As long as you don't let your trees get out of hand, homeowners can usually do their own pruning, but don't use just any old saw for the job. The best tools are basic hand pruners and hi-tech pole pruners for those hard-to-reach places. Any local hardware store sells them.

Don't get carried away with your new purchases and prune too much, though. If you over-prune, you'll do more harm than good to your tree. If too much light reaches the center of the tree, it may suffer bark damage. You don't want to skew the proper proportions of the crown and root areas of the tree, either, because it will react by quickly growing many more branches, which can cause it to die.

Trees in urban or suburban areas often need to be helped along with fertilizer, especially if they are moved from a natural environment to one with more competitors and urban hindrances. Dogwoods, for instance, grow on the edge of wooded or shady areas in nature, but they're often used in cities and suburban areas as street trees because of their small stature. Needless to say, that's not an ideal environment for them, and they'll do better if fertilized.

Since summer is the season of storms, it's always smart to safeguard your trees if you know heavy rainfall is on the way. Again, correct pruning is important. Remove any weak limbs that might get knocked off in the storm, and facilitate airflow through the branches by thinning them out a bit. These precautions will definitely minimize potential damage and may even save the life of the tree.

[Stated problem 1] Gather every line of the entries that contains the word "forest".
The entries that come next have no connection to the passage on tree care.

[Stored records]
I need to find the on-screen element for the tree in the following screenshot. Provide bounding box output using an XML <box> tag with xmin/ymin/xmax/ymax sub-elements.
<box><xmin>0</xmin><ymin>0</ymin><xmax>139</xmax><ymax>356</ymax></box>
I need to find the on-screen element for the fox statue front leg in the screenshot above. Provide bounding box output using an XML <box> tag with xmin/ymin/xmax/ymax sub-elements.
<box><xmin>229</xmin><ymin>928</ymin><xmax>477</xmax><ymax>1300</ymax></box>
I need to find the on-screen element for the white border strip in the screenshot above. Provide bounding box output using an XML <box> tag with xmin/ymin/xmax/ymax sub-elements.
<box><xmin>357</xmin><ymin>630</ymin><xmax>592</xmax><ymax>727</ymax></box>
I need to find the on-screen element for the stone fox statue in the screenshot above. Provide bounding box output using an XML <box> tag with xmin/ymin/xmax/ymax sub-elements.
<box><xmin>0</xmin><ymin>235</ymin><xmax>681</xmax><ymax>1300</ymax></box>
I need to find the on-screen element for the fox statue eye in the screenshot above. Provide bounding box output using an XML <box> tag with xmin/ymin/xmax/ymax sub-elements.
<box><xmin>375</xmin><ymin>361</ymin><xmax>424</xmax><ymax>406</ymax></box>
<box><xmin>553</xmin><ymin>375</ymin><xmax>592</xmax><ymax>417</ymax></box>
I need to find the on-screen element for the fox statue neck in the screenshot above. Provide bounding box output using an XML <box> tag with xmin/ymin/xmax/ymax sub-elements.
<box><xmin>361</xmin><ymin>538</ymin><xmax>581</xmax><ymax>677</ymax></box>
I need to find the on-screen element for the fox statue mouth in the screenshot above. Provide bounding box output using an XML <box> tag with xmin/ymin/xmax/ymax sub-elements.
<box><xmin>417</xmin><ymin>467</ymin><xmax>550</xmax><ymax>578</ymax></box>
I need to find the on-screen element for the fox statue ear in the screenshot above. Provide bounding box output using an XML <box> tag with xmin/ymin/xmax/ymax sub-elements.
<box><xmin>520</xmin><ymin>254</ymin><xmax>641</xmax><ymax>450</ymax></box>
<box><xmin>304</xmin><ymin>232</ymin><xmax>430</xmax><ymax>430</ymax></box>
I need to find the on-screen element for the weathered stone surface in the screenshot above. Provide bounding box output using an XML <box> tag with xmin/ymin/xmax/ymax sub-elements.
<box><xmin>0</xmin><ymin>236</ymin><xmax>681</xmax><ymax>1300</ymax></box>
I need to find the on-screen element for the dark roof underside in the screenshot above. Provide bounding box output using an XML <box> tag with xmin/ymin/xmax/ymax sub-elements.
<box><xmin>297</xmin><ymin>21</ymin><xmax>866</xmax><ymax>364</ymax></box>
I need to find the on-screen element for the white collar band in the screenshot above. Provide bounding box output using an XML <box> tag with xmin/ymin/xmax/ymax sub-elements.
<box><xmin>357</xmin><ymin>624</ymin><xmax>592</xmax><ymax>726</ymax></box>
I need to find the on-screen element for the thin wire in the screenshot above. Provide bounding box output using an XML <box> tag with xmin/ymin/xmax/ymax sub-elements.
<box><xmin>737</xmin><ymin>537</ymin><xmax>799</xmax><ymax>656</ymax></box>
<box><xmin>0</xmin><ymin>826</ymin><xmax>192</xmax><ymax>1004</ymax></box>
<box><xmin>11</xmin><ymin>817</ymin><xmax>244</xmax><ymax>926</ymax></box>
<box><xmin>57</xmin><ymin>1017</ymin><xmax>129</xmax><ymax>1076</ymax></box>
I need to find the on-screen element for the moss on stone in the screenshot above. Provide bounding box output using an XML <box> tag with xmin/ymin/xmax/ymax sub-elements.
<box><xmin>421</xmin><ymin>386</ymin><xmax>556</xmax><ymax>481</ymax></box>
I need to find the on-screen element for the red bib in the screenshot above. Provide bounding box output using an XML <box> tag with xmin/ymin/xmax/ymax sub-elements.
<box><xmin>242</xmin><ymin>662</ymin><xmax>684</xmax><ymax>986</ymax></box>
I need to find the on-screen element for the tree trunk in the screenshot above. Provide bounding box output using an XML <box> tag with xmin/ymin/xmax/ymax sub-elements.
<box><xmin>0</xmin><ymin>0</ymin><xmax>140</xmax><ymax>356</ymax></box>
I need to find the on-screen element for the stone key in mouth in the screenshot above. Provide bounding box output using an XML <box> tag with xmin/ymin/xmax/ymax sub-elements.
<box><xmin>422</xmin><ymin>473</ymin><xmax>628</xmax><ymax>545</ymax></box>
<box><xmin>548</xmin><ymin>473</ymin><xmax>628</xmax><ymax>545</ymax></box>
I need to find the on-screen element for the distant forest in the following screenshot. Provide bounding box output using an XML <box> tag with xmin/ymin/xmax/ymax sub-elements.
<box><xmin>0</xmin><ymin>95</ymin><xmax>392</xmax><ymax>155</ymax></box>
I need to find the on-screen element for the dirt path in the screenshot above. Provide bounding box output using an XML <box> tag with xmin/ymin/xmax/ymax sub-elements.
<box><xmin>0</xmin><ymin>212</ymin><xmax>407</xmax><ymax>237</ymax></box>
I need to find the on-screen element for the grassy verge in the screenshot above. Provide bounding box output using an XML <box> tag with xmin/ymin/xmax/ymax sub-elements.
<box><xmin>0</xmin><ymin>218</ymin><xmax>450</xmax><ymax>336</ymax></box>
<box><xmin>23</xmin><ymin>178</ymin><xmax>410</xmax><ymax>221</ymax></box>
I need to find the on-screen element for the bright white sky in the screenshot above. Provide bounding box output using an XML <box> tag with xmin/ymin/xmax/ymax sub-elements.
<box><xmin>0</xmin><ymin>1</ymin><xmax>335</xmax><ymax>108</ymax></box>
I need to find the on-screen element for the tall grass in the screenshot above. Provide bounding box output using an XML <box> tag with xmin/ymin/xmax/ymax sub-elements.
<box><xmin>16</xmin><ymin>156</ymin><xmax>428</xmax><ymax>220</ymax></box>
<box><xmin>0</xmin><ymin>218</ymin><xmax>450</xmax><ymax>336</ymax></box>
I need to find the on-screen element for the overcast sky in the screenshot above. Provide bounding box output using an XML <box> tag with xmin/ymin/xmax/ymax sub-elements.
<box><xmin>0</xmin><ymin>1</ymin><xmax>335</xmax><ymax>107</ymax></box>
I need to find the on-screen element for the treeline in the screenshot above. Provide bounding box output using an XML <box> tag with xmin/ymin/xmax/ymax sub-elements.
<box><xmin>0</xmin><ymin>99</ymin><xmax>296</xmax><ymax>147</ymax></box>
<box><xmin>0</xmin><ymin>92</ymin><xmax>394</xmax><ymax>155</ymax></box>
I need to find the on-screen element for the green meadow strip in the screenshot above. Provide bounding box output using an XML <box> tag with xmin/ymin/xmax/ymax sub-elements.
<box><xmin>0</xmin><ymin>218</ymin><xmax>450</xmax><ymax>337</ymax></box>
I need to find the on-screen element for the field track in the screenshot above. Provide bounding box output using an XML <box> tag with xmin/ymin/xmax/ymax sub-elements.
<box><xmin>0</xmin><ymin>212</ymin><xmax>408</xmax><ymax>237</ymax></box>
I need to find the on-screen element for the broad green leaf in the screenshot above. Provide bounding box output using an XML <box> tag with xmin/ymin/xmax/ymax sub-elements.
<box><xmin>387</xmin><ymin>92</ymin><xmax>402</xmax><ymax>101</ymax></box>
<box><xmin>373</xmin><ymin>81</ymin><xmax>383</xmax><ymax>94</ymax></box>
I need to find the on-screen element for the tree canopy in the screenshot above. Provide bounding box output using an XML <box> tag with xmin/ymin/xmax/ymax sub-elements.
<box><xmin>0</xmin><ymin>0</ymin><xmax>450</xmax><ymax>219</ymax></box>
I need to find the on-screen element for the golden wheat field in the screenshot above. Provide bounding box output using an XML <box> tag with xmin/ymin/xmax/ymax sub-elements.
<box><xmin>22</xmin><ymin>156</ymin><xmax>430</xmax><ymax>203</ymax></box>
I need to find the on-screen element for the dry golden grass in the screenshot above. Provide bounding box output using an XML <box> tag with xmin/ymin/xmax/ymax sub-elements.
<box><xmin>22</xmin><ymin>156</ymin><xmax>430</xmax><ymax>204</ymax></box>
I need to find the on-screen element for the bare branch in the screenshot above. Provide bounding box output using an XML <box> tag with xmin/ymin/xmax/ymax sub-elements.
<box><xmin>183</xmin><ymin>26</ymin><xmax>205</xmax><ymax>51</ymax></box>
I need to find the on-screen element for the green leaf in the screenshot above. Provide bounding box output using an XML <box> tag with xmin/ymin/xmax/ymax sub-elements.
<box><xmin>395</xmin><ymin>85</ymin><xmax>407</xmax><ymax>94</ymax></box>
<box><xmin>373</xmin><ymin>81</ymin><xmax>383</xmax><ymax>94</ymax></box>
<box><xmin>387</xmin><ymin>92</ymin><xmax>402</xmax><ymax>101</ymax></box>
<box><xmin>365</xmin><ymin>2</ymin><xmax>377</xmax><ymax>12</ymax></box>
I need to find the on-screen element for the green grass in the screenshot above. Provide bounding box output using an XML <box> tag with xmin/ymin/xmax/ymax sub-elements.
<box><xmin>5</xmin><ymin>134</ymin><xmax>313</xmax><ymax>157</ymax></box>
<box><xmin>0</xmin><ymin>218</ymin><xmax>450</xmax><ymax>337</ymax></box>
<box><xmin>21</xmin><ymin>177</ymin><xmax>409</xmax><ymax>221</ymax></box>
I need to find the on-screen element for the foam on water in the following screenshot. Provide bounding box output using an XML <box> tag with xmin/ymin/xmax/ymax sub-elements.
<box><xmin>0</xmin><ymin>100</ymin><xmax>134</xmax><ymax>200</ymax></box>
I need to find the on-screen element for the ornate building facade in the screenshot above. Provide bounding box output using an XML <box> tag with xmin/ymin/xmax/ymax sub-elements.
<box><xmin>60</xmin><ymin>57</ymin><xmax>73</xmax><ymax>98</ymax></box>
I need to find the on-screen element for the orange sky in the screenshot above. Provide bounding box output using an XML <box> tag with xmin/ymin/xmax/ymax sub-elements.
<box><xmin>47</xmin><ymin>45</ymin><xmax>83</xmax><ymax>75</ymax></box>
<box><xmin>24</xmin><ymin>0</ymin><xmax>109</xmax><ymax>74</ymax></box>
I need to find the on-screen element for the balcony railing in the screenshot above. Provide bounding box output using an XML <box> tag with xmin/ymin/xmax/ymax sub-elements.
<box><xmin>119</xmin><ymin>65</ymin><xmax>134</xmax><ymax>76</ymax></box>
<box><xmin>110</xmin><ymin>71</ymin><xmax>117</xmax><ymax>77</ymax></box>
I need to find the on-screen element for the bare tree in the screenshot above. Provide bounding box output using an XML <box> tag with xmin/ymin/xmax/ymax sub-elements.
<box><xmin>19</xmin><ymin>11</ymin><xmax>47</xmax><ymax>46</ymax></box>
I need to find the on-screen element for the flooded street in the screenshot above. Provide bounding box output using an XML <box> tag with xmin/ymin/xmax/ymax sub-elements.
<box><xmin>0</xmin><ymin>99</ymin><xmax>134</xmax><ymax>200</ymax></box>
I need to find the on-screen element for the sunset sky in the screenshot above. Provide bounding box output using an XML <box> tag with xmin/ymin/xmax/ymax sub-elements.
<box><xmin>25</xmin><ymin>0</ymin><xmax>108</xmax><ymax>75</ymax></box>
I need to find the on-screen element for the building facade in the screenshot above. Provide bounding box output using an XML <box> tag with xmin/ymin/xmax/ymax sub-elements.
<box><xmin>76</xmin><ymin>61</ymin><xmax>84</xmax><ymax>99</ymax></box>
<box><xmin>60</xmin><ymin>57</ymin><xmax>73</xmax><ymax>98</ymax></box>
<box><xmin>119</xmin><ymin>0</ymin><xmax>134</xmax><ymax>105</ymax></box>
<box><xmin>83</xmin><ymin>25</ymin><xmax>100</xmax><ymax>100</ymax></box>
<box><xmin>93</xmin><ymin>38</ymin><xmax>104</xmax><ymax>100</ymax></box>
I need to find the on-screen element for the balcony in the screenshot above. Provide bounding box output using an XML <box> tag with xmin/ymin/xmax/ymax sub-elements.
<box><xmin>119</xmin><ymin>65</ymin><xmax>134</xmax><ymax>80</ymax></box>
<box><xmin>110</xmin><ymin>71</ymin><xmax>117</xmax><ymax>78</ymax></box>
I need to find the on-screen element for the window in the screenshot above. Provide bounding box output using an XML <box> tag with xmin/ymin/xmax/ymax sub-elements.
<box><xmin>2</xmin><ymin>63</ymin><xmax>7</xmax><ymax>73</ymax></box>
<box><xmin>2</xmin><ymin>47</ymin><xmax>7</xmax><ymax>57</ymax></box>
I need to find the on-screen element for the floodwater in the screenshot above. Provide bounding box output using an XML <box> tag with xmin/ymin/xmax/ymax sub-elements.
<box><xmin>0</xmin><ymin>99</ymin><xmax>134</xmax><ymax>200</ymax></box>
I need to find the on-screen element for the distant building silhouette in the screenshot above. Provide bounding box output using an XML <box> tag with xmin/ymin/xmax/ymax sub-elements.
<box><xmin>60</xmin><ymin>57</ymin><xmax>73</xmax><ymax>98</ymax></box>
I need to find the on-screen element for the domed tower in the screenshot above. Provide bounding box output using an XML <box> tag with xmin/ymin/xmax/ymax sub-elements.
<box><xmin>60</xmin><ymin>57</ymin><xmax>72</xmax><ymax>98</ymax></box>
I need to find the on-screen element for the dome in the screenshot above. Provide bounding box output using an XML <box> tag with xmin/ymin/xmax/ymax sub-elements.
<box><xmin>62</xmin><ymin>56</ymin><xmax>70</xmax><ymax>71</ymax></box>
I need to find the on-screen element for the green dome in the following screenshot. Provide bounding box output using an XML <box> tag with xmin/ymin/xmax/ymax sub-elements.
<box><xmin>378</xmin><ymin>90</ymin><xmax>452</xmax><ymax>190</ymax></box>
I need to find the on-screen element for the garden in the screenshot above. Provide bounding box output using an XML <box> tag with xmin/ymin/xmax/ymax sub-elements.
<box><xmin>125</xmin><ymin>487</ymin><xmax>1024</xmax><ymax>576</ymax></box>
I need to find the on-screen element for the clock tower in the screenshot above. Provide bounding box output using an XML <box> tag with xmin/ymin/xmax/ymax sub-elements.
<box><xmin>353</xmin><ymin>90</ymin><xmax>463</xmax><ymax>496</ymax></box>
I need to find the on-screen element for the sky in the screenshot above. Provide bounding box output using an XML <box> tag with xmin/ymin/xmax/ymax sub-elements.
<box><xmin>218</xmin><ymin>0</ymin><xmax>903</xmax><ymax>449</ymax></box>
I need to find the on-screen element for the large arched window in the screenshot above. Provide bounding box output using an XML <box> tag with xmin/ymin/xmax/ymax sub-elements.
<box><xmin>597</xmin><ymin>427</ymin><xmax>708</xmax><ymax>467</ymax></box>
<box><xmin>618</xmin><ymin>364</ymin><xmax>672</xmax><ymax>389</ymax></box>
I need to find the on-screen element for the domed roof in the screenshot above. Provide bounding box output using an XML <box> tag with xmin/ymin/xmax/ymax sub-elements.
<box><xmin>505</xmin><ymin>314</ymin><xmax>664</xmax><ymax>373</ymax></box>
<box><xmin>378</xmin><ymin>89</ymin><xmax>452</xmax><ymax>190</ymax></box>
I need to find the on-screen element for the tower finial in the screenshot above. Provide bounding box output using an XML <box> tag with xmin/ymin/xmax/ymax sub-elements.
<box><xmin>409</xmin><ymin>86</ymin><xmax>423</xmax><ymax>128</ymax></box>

[Stated problem 2] Summarize the passage on tree care in two sentences.

[Full output 1]
I need to find the on-screen element for the distant forest in the following screenshot. Provide bounding box output using an XML <box> tag with xmin/ymin/xmax/ymax sub-elements.

[Full output 2] Homeowners can usually prune their own trees with hand pruners and pole pruners, but over-pruning does harm, such as bark damage or a burst of new branch growth that can kill the tree. Trees in urban or suburban areas, like dogwoods, often do better with fertilizer, and when heavy summer rain is expected, removing weak limbs and thinning branches can minimize storm damage.